УСЛОВИЕ ЗАДАЧИ -> Перепишите без изменений строки листинга ниже, от строки с «shadow on ground?» до строки с «615], [505, 631]]», включая обе.

ИСХОДНЫЕ ДАННЫЕ ->
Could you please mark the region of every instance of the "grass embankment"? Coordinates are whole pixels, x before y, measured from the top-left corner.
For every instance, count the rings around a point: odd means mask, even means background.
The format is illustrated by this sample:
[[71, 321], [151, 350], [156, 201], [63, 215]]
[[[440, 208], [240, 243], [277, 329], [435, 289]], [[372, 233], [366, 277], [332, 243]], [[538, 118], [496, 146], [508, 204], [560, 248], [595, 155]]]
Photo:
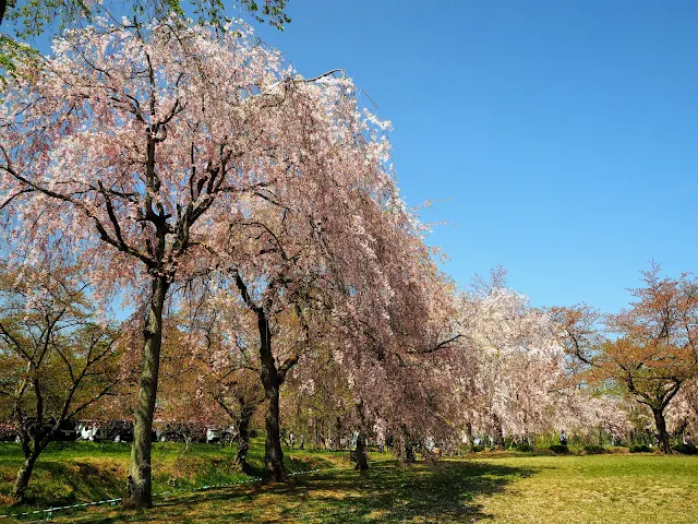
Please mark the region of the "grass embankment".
--
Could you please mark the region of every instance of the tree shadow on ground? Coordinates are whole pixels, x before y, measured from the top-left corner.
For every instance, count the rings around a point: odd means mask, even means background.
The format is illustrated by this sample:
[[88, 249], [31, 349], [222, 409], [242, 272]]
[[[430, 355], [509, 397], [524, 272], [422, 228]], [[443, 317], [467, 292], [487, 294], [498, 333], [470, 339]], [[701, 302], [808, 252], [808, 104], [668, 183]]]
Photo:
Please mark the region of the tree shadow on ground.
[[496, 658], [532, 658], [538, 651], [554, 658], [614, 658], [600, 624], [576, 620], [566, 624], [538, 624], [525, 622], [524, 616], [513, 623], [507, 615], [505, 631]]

РЕШЕНИЕ ЗАДАЧИ ->
Could you please mark the region of every instance of the tree shadow on ground? Coordinates are whole pixels, x before y, measured from the top-left corner.
For every instance, count the rings around a point: odd means mask, even means background.
The format is illustrated by this sample:
[[88, 249], [31, 349], [222, 409], [242, 272]]
[[[430, 355], [509, 397], [524, 272], [422, 228]], [[443, 317], [467, 292], [487, 294], [498, 333], [470, 339]], [[701, 302], [808, 252], [808, 104], [668, 183]]]
Photo:
Please mark the region of the tree shadow on ground.
[[496, 658], [532, 658], [538, 651], [554, 658], [614, 658], [600, 624], [576, 620], [566, 624], [538, 624], [525, 622], [524, 616], [513, 623], [507, 615], [505, 631]]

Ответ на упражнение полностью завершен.